# Word Search 1



## David H (Nov 6, 2013)

Find 10 household items/appliances.










*Good Luck*


----------



## Northerner (Nov 6, 2013)

Clock


----------



## LeeLee (Nov 6, 2013)

Mixer
Lamp
Microwave


----------



## Redkite (Nov 6, 2013)

Television
Jug
Stereo
Computer


----------



## David H (Nov 6, 2013)

Northerner said:


> Clock



I'll give it to you if you kept going you'd have noticed it was *Clockradio*

Well Done


----------



## David H (Nov 6, 2013)

LeeLee said:


> Mixer
> Lamp
> Microwave



Well Spotted LeeLee.


----------



## David H (Nov 6, 2013)

Redkite said:


> Television
> Jug
> Stereo
> Computer



Well Done Redkite, *Jug was not one of the ten* it was just accidental.


----------



## David H (Nov 6, 2013)

Three more to get.

Clues:

*Personal Music* Think Apple

*Sup a Drink* Cuppa

*Rid of Hair*


----------



## Redkite (Nov 6, 2013)

Razor (diagonally upwards)


----------



## David H (Nov 6, 2013)

Redkite said:


> Razor (diagonally upwards)



Well Done Redkite.


----------



## AlisonM (Nov 6, 2013)

Found iPod. Starting column 9, row 5. And Tea, row 7, column 10


----------



## David H (Nov 6, 2013)

AlisonM said:


> Found iPod. Starting column 9, row 5. And Tea, row 7, column 10



Ipod is correct Alison but tea is not, sup a drink, and cuppa are clues, you're looking for an appliance.


----------



## LeeLee (Nov 6, 2013)

Found it - Kettle!


----------



## David H (Nov 6, 2013)

LeeLee said:


> Found it - Kettle!



Well Done LeeLee


----------

# [STORED DATA]

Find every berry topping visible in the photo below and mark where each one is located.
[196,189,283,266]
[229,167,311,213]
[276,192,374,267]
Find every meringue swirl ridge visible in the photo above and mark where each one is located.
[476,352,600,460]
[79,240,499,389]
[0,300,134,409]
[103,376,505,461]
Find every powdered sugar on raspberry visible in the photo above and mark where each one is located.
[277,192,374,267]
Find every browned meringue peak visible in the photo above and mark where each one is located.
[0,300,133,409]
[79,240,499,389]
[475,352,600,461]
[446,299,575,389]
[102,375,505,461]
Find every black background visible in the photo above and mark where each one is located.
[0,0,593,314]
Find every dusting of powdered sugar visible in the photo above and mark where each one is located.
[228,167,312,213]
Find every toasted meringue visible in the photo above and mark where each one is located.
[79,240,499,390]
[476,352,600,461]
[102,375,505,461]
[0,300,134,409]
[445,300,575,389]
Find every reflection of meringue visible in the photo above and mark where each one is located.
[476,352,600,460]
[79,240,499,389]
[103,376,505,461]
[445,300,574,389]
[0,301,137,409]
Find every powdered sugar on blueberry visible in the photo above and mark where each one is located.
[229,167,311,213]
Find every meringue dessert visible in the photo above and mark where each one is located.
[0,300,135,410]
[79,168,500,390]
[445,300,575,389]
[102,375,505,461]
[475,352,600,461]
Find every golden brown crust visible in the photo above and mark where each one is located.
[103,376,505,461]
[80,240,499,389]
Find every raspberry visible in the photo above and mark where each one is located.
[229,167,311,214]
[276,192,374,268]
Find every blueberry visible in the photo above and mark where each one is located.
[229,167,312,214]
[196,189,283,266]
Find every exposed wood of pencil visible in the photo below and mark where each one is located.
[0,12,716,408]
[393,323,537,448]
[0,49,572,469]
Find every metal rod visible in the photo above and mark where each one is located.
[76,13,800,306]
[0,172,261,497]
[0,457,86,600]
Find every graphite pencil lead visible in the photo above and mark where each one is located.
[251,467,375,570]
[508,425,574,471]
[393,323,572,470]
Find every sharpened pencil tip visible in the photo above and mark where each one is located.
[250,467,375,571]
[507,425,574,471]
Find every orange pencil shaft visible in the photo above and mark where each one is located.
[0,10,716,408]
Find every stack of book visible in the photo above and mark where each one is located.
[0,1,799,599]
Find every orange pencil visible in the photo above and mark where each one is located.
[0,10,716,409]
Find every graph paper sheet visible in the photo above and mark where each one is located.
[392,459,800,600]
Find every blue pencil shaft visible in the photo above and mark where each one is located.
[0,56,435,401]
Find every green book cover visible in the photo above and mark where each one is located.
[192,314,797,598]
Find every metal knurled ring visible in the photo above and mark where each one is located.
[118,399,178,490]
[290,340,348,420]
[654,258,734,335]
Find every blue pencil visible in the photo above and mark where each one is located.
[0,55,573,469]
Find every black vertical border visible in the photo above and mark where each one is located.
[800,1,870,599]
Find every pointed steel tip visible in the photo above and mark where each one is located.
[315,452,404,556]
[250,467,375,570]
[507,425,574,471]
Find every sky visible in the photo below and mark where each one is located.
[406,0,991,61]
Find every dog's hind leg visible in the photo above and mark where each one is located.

# [THE EXERCISE]
Copy out the entire word search thread above, word for word, with nothing added or left out.

# [OUTPUT]
# Word Search 1



## David H (Nov 6, 2013)

Find 10 household items/appliances.










*Good Luck*


----------



## Northerner (Nov 6, 2013)

Clock


----------



## LeeLee (Nov 6, 2013)

Mixer
Lamp
Microwave


----------



## Redkite (Nov 6, 2013)

Television
Jug
Stereo
Computer


----------



## David H (Nov 6, 2013)

Northerner said:


> Clock



I'll give it to you if you kept going you'd have noticed it was *Clockradio*

Well Done


----------



## David H (Nov 6, 2013)

LeeLee said:


> Mixer
> Lamp
> Microwave



Well Spotted LeeLee.


----------



## David H (Nov 6, 2013)

Redkite said:


> Television
> Jug
> Stereo
> Computer



Well Done Redkite, *Jug was not one of the ten* it was just accidental.


----------



## David H (Nov 6, 2013)

Three more to get.

Clues:

*Personal Music* Think Apple

*Sup a Drink* Cuppa

*Rid of Hair*


----------



## Redkite (Nov 6, 2013)

Razor (diagonally upwards)


----------



## David H (Nov 6, 2013)

Redkite said:


> Razor (diagonally upwards)



Well Done Redkite.


----------



## AlisonM (Nov 6, 2013)

Found iPod. Starting column 9, row 5. And Tea, row 7, column 10


----------



## David H (Nov 6, 2013)

AlisonM said:


> Found iPod. Starting column 9, row 5. And Tea, row 7, column 10



Ipod is correct Alison but tea is not, sup a drink, and cuppa are clues, you're looking for an appliance.


----------



## LeeLee (Nov 6, 2013)

Found it - Kettle!


----------



## David H (Nov 6, 2013)

LeeLee said:


> Found it - Kettle!



Well Done LeeLee


----------